**Problem to work on**
Repeat all of the data precisely.
____________
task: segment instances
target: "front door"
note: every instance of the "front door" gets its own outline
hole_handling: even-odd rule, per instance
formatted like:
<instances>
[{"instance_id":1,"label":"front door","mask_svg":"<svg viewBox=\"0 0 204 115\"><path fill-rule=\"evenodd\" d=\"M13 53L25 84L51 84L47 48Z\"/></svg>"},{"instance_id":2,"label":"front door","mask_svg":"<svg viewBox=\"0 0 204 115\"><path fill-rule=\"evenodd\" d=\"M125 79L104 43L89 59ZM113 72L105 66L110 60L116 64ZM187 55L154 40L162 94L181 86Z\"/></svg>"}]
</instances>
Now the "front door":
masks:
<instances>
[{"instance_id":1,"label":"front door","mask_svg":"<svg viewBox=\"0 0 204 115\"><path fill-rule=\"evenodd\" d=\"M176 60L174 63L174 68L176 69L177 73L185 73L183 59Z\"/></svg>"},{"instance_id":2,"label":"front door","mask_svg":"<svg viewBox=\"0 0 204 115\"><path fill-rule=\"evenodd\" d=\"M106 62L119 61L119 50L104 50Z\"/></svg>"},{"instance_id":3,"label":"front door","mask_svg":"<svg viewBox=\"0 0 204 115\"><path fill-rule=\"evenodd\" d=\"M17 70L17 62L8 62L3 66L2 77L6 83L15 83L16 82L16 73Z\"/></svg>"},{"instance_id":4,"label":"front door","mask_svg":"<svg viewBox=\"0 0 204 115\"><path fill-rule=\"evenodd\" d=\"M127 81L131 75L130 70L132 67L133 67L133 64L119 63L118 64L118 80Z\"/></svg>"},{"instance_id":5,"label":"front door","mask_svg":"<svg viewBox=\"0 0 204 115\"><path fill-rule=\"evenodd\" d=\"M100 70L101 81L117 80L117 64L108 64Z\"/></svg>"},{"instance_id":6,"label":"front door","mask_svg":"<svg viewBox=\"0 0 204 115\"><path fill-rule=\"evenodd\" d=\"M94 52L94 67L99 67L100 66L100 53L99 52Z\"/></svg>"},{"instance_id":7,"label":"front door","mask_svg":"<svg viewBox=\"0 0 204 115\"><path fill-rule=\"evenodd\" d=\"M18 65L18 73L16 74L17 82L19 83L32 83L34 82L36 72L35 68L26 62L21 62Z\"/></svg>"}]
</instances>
____________
**Written answer**
task: segment instances
target: "front door"
note: every instance of the "front door" gets its own outline
hole_handling: even-odd rule, per instance
formatted like:
<instances>
[{"instance_id":1,"label":"front door","mask_svg":"<svg viewBox=\"0 0 204 115\"><path fill-rule=\"evenodd\" d=\"M13 53L25 84L51 84L47 48Z\"/></svg>"},{"instance_id":2,"label":"front door","mask_svg":"<svg viewBox=\"0 0 204 115\"><path fill-rule=\"evenodd\" d=\"M125 79L104 43L89 59ZM113 72L105 66L110 60L116 64ZM187 55L154 40L162 94L181 86Z\"/></svg>"}]
</instances>
Now the "front door":
masks:
<instances>
[{"instance_id":1,"label":"front door","mask_svg":"<svg viewBox=\"0 0 204 115\"><path fill-rule=\"evenodd\" d=\"M176 60L174 63L174 68L176 69L177 73L185 73L183 59Z\"/></svg>"},{"instance_id":2,"label":"front door","mask_svg":"<svg viewBox=\"0 0 204 115\"><path fill-rule=\"evenodd\" d=\"M106 62L119 61L119 50L104 50Z\"/></svg>"},{"instance_id":3,"label":"front door","mask_svg":"<svg viewBox=\"0 0 204 115\"><path fill-rule=\"evenodd\" d=\"M17 70L17 62L8 62L3 66L2 77L6 83L15 83L16 82L16 73Z\"/></svg>"},{"instance_id":4,"label":"front door","mask_svg":"<svg viewBox=\"0 0 204 115\"><path fill-rule=\"evenodd\" d=\"M127 81L131 75L130 70L132 67L133 67L133 64L119 63L118 64L118 80Z\"/></svg>"},{"instance_id":5,"label":"front door","mask_svg":"<svg viewBox=\"0 0 204 115\"><path fill-rule=\"evenodd\" d=\"M100 70L101 81L117 80L117 64L108 64Z\"/></svg>"},{"instance_id":6,"label":"front door","mask_svg":"<svg viewBox=\"0 0 204 115\"><path fill-rule=\"evenodd\" d=\"M94 52L94 67L99 67L100 66L100 53L99 52Z\"/></svg>"},{"instance_id":7,"label":"front door","mask_svg":"<svg viewBox=\"0 0 204 115\"><path fill-rule=\"evenodd\" d=\"M18 65L18 73L16 74L17 82L19 83L32 83L34 82L36 72L35 68L26 62L21 62Z\"/></svg>"}]
</instances>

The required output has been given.